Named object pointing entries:
* * *

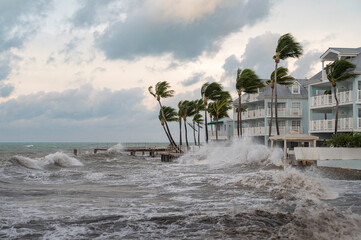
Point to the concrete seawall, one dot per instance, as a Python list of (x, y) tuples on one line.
[(349, 158)]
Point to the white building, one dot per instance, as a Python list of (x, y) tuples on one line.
[(322, 106)]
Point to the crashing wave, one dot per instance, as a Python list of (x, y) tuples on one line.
[(58, 158), (238, 151)]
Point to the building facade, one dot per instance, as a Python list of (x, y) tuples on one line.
[(307, 106), (292, 111), (321, 97)]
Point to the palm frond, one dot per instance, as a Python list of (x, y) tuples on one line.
[(169, 113), (282, 77), (287, 47)]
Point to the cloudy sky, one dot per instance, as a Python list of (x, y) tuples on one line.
[(78, 70)]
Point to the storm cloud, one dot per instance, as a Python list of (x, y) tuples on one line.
[(77, 115), (155, 28), (259, 54)]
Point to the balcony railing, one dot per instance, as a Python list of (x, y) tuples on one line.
[(282, 112), (221, 135), (329, 99), (249, 97), (343, 124), (262, 131)]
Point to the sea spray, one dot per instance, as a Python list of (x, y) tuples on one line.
[(28, 162), (116, 148), (60, 159), (237, 151)]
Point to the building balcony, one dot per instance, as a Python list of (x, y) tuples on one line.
[(343, 124), (249, 97), (282, 112), (328, 100), (263, 131), (221, 135)]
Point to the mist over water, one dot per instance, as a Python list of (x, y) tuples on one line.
[(231, 190)]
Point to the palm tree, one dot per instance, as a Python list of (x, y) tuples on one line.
[(170, 116), (180, 116), (220, 109), (187, 111), (197, 118), (162, 90), (247, 81), (286, 47), (209, 91), (339, 71), (282, 79)]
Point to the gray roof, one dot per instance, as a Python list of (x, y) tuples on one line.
[(357, 61), (347, 50), (284, 92)]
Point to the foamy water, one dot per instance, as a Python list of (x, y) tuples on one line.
[(233, 190)]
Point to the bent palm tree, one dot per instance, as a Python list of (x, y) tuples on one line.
[(197, 118), (220, 109), (287, 47), (209, 91), (338, 71), (180, 115), (282, 79), (247, 81), (170, 116), (162, 90)]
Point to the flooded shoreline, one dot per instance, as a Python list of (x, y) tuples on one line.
[(217, 192)]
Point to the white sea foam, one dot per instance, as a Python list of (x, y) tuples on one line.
[(62, 160), (28, 162), (238, 151), (58, 158), (116, 148)]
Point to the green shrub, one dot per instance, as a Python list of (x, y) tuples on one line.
[(345, 140)]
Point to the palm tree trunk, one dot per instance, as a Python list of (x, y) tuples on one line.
[(185, 129), (165, 130), (276, 107), (238, 113), (217, 128), (199, 135), (180, 131), (205, 122), (270, 124), (194, 134), (166, 124), (336, 109)]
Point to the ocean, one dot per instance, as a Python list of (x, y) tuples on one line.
[(233, 190)]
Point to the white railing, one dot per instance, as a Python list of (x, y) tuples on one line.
[(324, 76), (343, 124), (249, 114), (329, 99), (221, 135), (286, 112), (261, 131), (282, 112), (249, 97)]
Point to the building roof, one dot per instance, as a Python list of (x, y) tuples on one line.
[(294, 137), (332, 53)]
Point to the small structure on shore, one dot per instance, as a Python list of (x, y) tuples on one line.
[(293, 137)]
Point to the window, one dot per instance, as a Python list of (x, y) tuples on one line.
[(296, 105), (296, 109), (295, 88), (296, 125)]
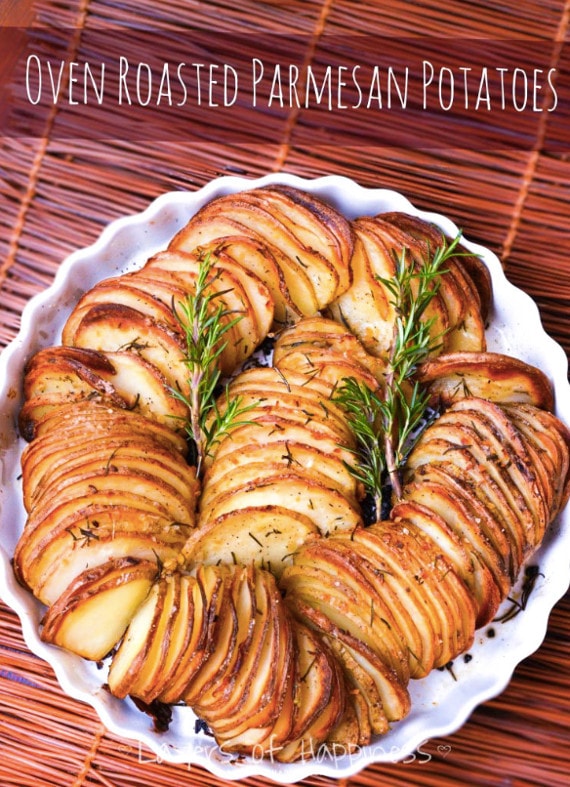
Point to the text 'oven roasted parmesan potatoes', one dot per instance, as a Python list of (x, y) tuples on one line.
[(284, 545)]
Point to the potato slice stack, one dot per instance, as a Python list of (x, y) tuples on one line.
[(296, 244), (284, 476), (261, 600), (110, 498), (401, 597), (457, 310)]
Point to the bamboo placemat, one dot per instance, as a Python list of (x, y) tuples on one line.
[(58, 192)]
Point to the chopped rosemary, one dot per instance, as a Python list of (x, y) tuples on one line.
[(387, 422), (206, 322)]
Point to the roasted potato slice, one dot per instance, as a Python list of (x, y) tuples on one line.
[(92, 614), (110, 327), (329, 510), (116, 291), (265, 536), (486, 375), (211, 225)]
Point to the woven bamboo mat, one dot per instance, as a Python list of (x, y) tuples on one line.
[(508, 189)]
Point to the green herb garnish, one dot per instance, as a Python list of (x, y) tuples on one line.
[(387, 422), (206, 321)]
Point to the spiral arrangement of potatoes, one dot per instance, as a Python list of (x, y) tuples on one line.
[(258, 595)]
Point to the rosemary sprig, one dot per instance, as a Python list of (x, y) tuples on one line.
[(365, 413), (205, 323), (386, 423)]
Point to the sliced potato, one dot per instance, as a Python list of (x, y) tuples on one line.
[(92, 614), (265, 536), (486, 375)]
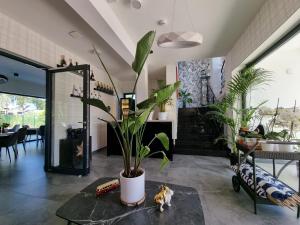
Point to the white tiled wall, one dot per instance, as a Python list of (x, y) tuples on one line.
[(269, 18), (20, 40)]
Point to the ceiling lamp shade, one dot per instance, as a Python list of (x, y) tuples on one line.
[(3, 79), (180, 39)]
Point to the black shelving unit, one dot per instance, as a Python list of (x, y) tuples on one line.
[(237, 180), (109, 93)]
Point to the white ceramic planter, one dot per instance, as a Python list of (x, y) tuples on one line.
[(267, 147), (163, 115), (132, 189), (285, 148)]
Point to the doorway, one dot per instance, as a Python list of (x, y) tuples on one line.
[(68, 120)]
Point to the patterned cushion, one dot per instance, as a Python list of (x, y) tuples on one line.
[(268, 187)]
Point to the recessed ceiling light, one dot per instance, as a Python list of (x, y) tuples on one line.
[(74, 34), (92, 51), (137, 4), (162, 22)]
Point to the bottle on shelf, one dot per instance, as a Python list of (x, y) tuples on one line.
[(70, 62), (92, 76)]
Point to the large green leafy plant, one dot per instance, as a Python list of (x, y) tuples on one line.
[(131, 129), (228, 111)]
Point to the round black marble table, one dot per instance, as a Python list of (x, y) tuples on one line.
[(85, 208)]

* * *

Pictures don't belong in the copy. Transcribe every record exactly as it appears.

Point to the concrete seawall, one dot per instance, as a Python list of (x, y) tuples on one line.
[(349, 158)]
Point to the white building, one dot per instance, as a Python list of (x, y) tuples on one line.
[(322, 106)]
Point to the crashing wave, one dot per instance, as a Python list of (x, y) tuples on one line.
[(58, 158), (238, 151)]
Point to the building facade, one dot per instance, as a Python list of (x, y) tuples on one line.
[(307, 106), (292, 111), (321, 97)]
Point to the palm frond, one dot per instance, as a Python list of (x, y) tuples on one line.
[(169, 113), (282, 77), (287, 47)]
Point to the cloudy sky, one dot per instance, as a Python list of (x, y) tuples on one line.
[(78, 70)]
Point to the storm cloud, one dot per instance, as a Python list of (x, y) tuples on one line.
[(77, 115), (155, 28), (259, 54)]
Point to the balcony railing, one dot per instance, as a Python list of (x, y) tuples on one line.
[(282, 112), (221, 135), (329, 99), (249, 97), (343, 124), (262, 131)]
Point to the sea spray, one dot per instance, as a Python list of (x, y) tuples on one line.
[(28, 162), (116, 148), (60, 159), (237, 151)]
Point to the building balcony, one dot per instance, as a Python list of (x, y) tuples on one line.
[(343, 124), (249, 97), (282, 112), (328, 100), (263, 131), (221, 135)]
Point to the mist over water, one dot per instance, as a Python list of (x, y) tuples on one line.
[(231, 190)]
Point to the palm tree, one dot per instance, as a Python list of (x, y) tuples on one line.
[(170, 116), (180, 116), (220, 109), (187, 111), (197, 118), (162, 90), (247, 81), (286, 47), (209, 91), (339, 71), (282, 79)]
Point to the gray roof, one dot per instance, as a Python list of (x, y) tuples on one line.
[(357, 61), (347, 50), (284, 92)]
Point to the foamy water, one dot per instance, as a Python list of (x, y) tuples on one line.
[(233, 190)]
Point to the bent palm tree, one dot per instance, as a Python list of (x, y) tuples on one line.
[(197, 118), (220, 109), (287, 47), (209, 91), (338, 71), (180, 115), (282, 79), (247, 81), (170, 116), (162, 90)]
Point to the flooded shoreline, one dot per instance, as a Python list of (x, y) tuples on one line.
[(217, 192)]
Point to the white sea foam, one dot per instance, as a Python list of (x, y) tuples on one line.
[(62, 160), (28, 162), (238, 151), (58, 158), (116, 148)]
Point to the green shrub, one dot per instance, as a Python list of (x, y) tuples on one line.
[(345, 140)]
Point to the palm tree trunk, one dot per instance, as a Python list of (x, y) tuples on one line.
[(185, 129), (165, 130), (276, 107), (238, 113), (217, 128), (199, 135), (180, 131), (205, 122), (270, 124), (194, 134), (166, 124), (336, 109)]
Point to the ocean, one dot per instance, as a Python list of (x, y) tuples on one line.
[(233, 190)]
Point to the white railing, one dot per instance, as a Python list of (x, y) tuples on one line.
[(324, 76), (343, 124), (249, 114), (329, 99), (221, 135), (286, 112), (261, 131), (282, 112), (249, 97)]
Point to the building roof, one dot per instance, as a Python list of (x, y) tuples on one line.
[(294, 137), (332, 53)]
Point to the small structure on shore, one dot per instance, as a Python list of (x, y) tuples on one line.
[(293, 137)]
Point to the window, one dot per instance, as a Python list of (x, y) tuples on one line.
[(296, 105), (296, 109), (295, 88), (296, 125)]
Point to the text 'oven roasted parmesan potatoes', one dot per instance, as a Python list of (x, y) tuples on one line.
[(284, 545)]
Point to the potato slice stack, one dot per instance, as a Python list of (x, y) tuples on one line.
[(296, 244), (284, 476), (261, 600), (110, 498), (401, 597), (457, 310)]
Point to the bamboo placemat, one dot per instance, as a Python list of (x, y) tuples on one line.
[(58, 192)]
Point to the chopped rosemary, one dot per instance, as a Python list of (x, y) tuples on one line.
[(387, 422), (206, 322)]
Point to the roasted potato slice, one dot per instance, as a Python list of (x, y) tuples on one line.
[(92, 614), (110, 327), (329, 510), (116, 291), (265, 536), (486, 375), (211, 225)]
Point to the woven bamboo mat, one dot per instance, as a Python list of (x, y) tuples on one line.
[(508, 189)]
Point to the green herb garnish, one dot per instance, as a Python list of (x, y) tuples on one line.
[(387, 422), (206, 321)]
Point to the spiral arrangement of potatoes, one dot per instance, as a Python list of (x, y) tuples on one line.
[(258, 595)]
Point to the rosemary sprig, one dot per instance, as a Python list of (x, y) tuples on one line.
[(365, 413), (205, 323), (386, 423)]
Point to the sliced potato, one dot per instance, as a Python list of (x, y) tuples on one line.
[(92, 614), (265, 536), (486, 375)]
Point to the white tiled wall, one dot per instance, as a Python list of (x, y) tuples on one line.
[(269, 18), (20, 40)]
Point to the ceiling lamp shade, one dot per instance, as a Python list of (x, y) tuples on one line.
[(3, 79), (180, 39)]
Point to the black shelving unit, one dot per instance, as a Python list of (x, y) tuples on one line.
[(237, 180), (109, 93)]
Point to the white ceramic planter, one dot per instance, as a Python list of (x, y) tuples on one line.
[(267, 147), (163, 115), (132, 189), (285, 148)]
Point to the doorway, one dot per instance, as a Python list of (x, y) tuples on one line.
[(68, 120)]
Point to the patterned cushion, one dot per instance, as a Python list of (x, y) tuples on one line.
[(268, 187)]
Point to the recessed ceiling light, one dot per instance, as a Python list of (x, y) tuples on one line.
[(74, 34), (92, 51), (137, 4), (162, 22)]
Point to the bottle on shelf, one dot per instance, as a Python list of (x, y) tuples on one line.
[(70, 62), (92, 76)]
Point to the large green leafy plant, one dot per instance, as a Python list of (x, y) tuples on one line.
[(131, 129), (228, 111)]
Point to the round black marble table, one dot per instance, as a Python list of (x, y) tuples on one line.
[(85, 208)]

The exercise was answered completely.